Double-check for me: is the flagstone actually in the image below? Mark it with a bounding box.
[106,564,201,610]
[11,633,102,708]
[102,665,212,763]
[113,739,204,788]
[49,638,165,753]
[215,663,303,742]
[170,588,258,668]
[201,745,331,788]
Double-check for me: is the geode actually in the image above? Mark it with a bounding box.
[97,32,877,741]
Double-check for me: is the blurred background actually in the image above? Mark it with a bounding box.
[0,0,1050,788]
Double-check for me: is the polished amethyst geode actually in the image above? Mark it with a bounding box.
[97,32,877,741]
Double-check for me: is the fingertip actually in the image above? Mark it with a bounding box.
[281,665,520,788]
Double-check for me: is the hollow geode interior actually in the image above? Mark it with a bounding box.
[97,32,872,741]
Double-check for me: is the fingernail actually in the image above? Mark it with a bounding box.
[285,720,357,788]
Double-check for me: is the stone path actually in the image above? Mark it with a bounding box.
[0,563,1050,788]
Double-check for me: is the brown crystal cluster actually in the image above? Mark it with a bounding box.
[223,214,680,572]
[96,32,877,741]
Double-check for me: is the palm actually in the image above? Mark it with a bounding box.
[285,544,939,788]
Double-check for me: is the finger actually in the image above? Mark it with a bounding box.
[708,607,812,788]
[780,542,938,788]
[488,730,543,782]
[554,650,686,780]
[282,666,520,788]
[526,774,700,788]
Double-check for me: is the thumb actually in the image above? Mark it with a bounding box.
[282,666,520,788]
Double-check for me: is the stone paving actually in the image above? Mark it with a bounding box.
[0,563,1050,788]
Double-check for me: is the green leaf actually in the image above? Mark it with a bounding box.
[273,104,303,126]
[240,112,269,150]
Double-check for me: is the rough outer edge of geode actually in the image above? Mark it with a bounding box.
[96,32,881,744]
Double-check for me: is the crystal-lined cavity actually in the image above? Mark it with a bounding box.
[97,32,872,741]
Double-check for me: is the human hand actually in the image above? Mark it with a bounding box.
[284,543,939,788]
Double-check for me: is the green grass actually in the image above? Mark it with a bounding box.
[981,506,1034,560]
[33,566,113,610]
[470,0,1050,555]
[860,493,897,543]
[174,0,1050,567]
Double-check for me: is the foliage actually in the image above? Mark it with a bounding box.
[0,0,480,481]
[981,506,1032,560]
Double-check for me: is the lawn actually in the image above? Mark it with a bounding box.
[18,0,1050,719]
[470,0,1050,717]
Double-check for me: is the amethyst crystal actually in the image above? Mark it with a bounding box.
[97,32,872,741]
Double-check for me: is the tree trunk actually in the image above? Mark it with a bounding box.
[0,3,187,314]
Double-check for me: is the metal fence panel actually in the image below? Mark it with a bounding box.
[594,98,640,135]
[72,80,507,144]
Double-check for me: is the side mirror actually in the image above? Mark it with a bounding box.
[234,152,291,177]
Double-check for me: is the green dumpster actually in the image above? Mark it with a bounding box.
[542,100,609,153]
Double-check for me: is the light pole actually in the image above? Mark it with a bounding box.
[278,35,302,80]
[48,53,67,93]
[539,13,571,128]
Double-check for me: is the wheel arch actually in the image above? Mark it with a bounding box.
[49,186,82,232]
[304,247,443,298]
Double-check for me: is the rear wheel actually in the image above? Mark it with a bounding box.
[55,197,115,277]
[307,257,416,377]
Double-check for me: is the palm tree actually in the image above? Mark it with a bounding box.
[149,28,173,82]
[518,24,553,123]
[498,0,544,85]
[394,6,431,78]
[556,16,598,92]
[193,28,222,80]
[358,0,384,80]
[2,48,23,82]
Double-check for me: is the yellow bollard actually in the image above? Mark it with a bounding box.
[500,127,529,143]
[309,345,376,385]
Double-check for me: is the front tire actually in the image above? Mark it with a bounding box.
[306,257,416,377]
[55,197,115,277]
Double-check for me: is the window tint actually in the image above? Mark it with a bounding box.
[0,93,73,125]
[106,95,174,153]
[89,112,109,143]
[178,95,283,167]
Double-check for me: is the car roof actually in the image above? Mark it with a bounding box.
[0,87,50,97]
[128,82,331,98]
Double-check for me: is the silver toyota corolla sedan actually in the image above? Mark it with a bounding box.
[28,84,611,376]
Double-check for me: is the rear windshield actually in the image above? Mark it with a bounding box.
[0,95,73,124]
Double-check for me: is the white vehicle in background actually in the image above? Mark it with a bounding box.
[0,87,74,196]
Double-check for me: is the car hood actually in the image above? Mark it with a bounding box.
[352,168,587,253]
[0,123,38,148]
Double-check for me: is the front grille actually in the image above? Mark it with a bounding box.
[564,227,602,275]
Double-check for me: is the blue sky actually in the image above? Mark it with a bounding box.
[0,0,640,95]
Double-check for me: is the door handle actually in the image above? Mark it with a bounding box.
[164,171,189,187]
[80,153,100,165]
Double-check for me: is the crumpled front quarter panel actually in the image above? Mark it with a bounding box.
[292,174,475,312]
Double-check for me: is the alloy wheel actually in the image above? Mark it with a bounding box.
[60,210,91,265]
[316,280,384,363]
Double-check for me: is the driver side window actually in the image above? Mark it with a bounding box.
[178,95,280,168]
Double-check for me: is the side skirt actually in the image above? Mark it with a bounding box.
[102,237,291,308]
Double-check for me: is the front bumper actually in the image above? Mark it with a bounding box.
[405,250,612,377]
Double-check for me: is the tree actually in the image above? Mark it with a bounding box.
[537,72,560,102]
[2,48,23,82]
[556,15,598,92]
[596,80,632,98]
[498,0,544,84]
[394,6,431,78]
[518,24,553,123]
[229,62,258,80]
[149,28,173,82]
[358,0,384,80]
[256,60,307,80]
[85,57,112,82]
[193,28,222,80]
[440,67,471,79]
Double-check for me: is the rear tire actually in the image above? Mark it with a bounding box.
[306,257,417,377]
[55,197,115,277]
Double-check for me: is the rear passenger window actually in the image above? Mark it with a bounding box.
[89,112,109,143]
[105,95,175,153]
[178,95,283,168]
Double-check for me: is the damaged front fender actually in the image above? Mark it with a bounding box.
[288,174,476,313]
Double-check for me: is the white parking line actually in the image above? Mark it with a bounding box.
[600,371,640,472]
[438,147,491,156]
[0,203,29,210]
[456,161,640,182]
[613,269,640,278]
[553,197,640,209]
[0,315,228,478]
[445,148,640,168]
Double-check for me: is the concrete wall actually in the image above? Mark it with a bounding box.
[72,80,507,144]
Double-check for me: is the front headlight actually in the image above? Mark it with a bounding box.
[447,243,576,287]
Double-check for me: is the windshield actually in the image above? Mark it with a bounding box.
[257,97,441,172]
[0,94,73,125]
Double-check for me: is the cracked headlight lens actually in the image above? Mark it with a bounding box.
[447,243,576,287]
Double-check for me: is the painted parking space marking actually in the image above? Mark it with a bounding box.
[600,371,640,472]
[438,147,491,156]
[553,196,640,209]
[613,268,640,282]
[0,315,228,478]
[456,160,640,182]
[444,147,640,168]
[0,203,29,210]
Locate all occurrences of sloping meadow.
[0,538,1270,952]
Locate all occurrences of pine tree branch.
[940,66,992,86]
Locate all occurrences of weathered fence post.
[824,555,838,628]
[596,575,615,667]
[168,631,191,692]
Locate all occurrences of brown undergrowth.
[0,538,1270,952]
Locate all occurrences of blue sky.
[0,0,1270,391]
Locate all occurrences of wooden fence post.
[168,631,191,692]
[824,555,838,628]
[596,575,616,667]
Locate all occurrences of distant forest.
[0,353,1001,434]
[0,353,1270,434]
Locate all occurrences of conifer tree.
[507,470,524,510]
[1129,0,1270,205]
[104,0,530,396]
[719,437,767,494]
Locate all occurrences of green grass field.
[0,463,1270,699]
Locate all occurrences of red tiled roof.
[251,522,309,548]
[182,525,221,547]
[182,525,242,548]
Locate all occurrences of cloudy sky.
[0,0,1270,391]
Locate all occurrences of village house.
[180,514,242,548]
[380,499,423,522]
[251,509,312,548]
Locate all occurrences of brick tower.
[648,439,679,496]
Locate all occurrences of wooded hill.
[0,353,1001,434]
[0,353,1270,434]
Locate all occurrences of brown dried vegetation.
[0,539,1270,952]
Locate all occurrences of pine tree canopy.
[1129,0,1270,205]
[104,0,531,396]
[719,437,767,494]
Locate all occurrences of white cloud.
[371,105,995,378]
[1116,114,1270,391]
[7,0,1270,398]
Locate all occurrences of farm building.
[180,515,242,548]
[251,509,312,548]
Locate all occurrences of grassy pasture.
###
▸ **Exercise brief**: Can you rewrite the items from the line with "Double-check for me: is the green leaf" to the line with "[981,506,1032,560]", substituting "rectangle" for "bounding box" everywhere and leaving everything else unchanged?

▸ **The response**:
Double-check for me: is the green leaf actually in the image above? Mark it with a rectangle.
[273,104,303,126]
[240,112,269,150]
Double-check for me: is the rough outer edge of geode actually in the image above? Mark it with a rectangle.
[96,32,881,744]
Double-check for me: is the crystal-lined cavity actually in the image above? Mark it with a rectangle.
[97,32,872,741]
Double-check for me: is the human hand actually in the image above? Mark it with a rectangle.
[284,543,939,788]
Double-check for me: is the green grass actually in the image above? Mark it with a rectangle.
[981,506,1034,560]
[33,566,113,610]
[470,0,1050,555]
[860,493,897,543]
[174,0,1050,567]
Double-check for me: is the foliage actually in the image above? Mark it with a rectangle.
[0,0,480,481]
[981,506,1032,560]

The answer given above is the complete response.